[Task objective]: Select and copy every line in the listing below that contains the word "book".

[Dataset rows]:

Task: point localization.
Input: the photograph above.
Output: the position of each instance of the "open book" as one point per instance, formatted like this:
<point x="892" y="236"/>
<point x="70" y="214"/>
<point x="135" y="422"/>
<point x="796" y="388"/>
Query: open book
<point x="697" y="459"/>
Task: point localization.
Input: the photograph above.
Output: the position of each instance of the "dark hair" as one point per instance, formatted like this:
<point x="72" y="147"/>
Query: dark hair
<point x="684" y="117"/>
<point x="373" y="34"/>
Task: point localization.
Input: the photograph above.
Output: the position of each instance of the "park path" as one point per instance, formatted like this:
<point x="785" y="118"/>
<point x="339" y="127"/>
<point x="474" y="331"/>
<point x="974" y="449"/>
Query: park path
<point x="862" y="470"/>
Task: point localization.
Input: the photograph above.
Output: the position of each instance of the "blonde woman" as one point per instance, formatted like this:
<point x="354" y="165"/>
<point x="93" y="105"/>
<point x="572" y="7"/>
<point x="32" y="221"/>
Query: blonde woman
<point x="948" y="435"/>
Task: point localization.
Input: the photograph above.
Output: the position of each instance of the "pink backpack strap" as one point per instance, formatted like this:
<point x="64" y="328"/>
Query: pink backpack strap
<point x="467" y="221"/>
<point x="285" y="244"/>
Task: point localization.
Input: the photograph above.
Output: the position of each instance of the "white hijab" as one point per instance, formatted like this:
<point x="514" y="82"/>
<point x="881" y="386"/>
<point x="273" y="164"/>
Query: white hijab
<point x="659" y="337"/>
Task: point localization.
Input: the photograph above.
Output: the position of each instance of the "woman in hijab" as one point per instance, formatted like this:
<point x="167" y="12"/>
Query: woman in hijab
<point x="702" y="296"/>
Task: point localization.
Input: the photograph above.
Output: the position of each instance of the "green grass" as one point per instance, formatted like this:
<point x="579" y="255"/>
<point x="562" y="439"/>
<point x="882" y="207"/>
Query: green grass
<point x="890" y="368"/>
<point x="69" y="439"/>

[Solved problem]:
Output: the position of each instance of the "open book" as one point per instance, formatted like this:
Query: open book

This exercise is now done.